Source data
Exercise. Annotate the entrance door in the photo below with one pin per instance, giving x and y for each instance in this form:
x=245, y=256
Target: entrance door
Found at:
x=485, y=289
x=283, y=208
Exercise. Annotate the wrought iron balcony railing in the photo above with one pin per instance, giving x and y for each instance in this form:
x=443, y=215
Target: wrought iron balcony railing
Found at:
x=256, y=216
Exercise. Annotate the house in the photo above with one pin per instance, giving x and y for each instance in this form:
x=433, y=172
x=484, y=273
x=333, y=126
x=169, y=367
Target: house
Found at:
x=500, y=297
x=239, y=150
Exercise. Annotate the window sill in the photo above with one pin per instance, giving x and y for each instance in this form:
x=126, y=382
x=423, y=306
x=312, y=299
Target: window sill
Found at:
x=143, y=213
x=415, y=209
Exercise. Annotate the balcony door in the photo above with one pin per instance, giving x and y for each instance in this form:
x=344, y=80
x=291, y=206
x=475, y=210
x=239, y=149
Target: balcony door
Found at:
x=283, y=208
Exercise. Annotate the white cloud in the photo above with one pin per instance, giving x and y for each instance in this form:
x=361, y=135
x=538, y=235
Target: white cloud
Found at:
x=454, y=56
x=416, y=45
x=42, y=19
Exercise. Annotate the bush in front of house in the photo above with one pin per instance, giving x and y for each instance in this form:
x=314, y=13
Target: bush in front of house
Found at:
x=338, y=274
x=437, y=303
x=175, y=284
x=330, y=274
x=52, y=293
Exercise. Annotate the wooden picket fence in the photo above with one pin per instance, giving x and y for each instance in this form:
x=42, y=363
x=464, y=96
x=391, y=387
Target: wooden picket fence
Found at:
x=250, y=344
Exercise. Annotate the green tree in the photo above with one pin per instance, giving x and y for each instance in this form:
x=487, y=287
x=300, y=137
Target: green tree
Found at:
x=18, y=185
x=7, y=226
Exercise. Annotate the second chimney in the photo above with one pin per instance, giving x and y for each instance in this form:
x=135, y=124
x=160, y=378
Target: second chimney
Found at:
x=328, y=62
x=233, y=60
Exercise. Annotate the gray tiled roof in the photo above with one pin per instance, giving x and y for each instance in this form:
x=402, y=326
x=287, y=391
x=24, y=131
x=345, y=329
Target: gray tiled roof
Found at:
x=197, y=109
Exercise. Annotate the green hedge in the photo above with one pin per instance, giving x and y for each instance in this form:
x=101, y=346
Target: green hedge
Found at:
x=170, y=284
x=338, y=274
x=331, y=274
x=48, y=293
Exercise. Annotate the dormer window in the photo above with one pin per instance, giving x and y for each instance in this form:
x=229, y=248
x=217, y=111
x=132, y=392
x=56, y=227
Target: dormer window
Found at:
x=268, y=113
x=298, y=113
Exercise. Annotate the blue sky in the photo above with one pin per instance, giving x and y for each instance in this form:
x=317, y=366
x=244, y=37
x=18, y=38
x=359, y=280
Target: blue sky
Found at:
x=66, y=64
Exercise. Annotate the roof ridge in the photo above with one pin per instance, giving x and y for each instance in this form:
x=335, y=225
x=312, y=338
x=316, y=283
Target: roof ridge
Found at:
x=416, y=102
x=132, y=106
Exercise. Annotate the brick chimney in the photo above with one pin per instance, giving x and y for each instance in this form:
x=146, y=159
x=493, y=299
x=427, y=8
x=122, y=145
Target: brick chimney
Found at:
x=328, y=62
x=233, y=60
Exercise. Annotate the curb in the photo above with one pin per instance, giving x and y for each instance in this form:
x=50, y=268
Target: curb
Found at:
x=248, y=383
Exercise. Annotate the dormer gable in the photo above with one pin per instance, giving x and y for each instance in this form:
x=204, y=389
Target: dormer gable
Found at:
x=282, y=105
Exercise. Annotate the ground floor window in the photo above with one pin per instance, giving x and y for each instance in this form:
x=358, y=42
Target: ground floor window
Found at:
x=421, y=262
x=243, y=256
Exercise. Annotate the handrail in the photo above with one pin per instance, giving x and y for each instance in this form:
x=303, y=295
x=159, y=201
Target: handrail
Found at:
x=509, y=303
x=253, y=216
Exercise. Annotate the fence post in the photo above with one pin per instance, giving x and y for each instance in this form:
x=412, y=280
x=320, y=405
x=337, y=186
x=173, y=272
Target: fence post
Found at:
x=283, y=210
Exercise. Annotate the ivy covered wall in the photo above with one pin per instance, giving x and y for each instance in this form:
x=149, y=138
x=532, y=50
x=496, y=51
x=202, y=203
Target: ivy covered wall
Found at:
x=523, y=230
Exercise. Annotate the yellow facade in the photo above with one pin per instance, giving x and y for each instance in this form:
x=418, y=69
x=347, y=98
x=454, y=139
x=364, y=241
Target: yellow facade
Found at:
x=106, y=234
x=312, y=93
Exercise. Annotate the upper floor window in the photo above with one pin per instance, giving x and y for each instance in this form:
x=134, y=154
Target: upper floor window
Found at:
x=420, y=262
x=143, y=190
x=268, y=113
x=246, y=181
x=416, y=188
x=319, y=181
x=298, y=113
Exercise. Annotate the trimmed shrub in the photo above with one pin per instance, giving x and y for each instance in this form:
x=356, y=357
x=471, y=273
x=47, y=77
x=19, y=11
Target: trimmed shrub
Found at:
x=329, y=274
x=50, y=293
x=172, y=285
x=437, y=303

YOUR GOAL> Write the data back out verbatim.

SOLUTION TO THE EXERCISE>
Exercise. Annotate the entrance door in the photo below with one pin per instance, giving x and y for each instance in this form:
x=245, y=256
Target: entrance door
Found at:
x=485, y=289
x=283, y=208
Exercise. Annotate the wrought iron balcony railing in the photo above with one pin per instance, giving x and y for each instance in this form:
x=443, y=215
Target: wrought iron balcony railing
Found at:
x=256, y=216
Exercise. Annotate the house in the photo above with one pin per instance, giving x and y for each instance in this form:
x=433, y=172
x=484, y=273
x=333, y=126
x=169, y=367
Target: house
Found at:
x=500, y=297
x=239, y=150
Exercise. Annotate the window sill in the photo above with one pin per instance, giving x and y for each instance in this form:
x=126, y=382
x=423, y=306
x=312, y=299
Target: window sill
Found at:
x=143, y=213
x=415, y=209
Exercise. Annotate the balcony door in the photo above with one pin per instance, giving x and y for each instance in this form:
x=344, y=80
x=291, y=206
x=475, y=210
x=239, y=149
Target: balcony door
Found at:
x=283, y=208
Exercise. Annotate the white cloud in the photo above with one pin per instance, giving x and y for each instance in this form:
x=361, y=135
x=538, y=235
Target: white cloud
Found at:
x=454, y=56
x=416, y=45
x=42, y=19
Exercise. Annotate the bush in front of house in the photo above with one pin per instance, giving x and y for each instance in this form:
x=314, y=13
Target: bush in front of house
Found at:
x=338, y=274
x=437, y=303
x=175, y=284
x=330, y=274
x=52, y=293
Exercise. Annotate the wooden picket fence in the photo above with one pin per instance, giving x and y for each instance in this form:
x=42, y=363
x=464, y=96
x=391, y=387
Target: wooden picket fence
Found at:
x=250, y=344
Exercise. Annotate the green tree in the photo above with one pin per instance, giving x and y for each instance in this form:
x=487, y=287
x=300, y=137
Target: green tree
Found at:
x=18, y=185
x=7, y=226
Exercise. Annotate the second chimney in the photo above with one pin per instance, giving x and y for each instance in this form:
x=135, y=124
x=160, y=378
Target: second chimney
Found at:
x=328, y=62
x=233, y=60
Exercise. Annotate the gray tiled roof in the photo above with one pin per instance, giving x and y for each instance in this form:
x=402, y=326
x=287, y=391
x=24, y=131
x=345, y=329
Target: gray tiled roof
Found at:
x=197, y=109
Exercise. Annotate the green hedge in the photo above with one pin per instance, giving x and y for each instance in this form:
x=101, y=346
Target: green hedge
Found at:
x=170, y=284
x=338, y=274
x=331, y=274
x=48, y=293
Exercise. Annotate the dormer window in the photo above with one pin per instance, giving x and y for each instance in this form:
x=229, y=248
x=217, y=111
x=132, y=392
x=56, y=227
Target: dormer window
Found at:
x=268, y=113
x=298, y=113
Exercise. Annotate the blue sky in the photo above with one pin per instance, giving x and y for each instance in this form:
x=317, y=366
x=244, y=37
x=18, y=38
x=359, y=280
Target: blue sky
Found at:
x=66, y=64
Exercise. Annotate the roof ridge in the photo above with one pin per instance, giving x and y for each instance in this form:
x=335, y=225
x=312, y=338
x=316, y=283
Target: roof ridge
Found at:
x=416, y=102
x=132, y=106
Exercise. Annotate the brick chimney in the photo above with one pin per instance, giving x and y for each instance in this form:
x=146, y=159
x=493, y=299
x=427, y=8
x=122, y=145
Target: brick chimney
Found at:
x=328, y=62
x=233, y=60
Exercise. Annotate the curb in the photo above with one pin per instance, giving x and y for each instance in this form:
x=50, y=268
Target: curb
Found at:
x=248, y=383
Exercise. Annotate the dormer gable in the photo above with one pin per instance, giving x and y for each instance in this form:
x=204, y=389
Target: dormer gable
Found at:
x=282, y=105
Exercise. Annotate the ground floor window in the photo above with one pin per instance, giving x and y for each instance in this form:
x=358, y=42
Target: ground floor window
Found at:
x=421, y=262
x=243, y=256
Exercise. Annotate the handrail in the photo above with one pin per instance, giving x and y for each instance in this form:
x=303, y=295
x=159, y=201
Target: handrail
Found at:
x=509, y=303
x=253, y=216
Exercise. Annotate the fence post in the photo above with one pin per instance, giving x and y for each instance in this form:
x=412, y=280
x=320, y=405
x=337, y=186
x=173, y=272
Target: fence post
Found at:
x=283, y=210
Exercise. Annotate the ivy covered wall in the photo above with one pin per instance, giving x and y for each instance in this form:
x=149, y=138
x=532, y=50
x=496, y=51
x=202, y=203
Target: ivy covered wall
Found at:
x=523, y=230
Exercise. Annotate the yellow facade in the photo above with one pin per instance, giving x and y for each instance in this form:
x=418, y=69
x=347, y=98
x=454, y=139
x=364, y=241
Target: yellow facade
Found at:
x=106, y=234
x=312, y=93
Exercise. Annotate the upper floor window in the photo above with one pin per instance, giving x and y for each instance in this form:
x=134, y=154
Target: upper floor window
Found at:
x=420, y=262
x=143, y=190
x=268, y=113
x=246, y=181
x=416, y=188
x=319, y=181
x=298, y=113
Exercise. Annotate the trimmed shrub in the photo above with one pin per instance, giving x and y for each instance in this form:
x=356, y=357
x=471, y=273
x=47, y=77
x=19, y=11
Target: trimmed shrub
Found at:
x=329, y=274
x=50, y=293
x=172, y=285
x=437, y=303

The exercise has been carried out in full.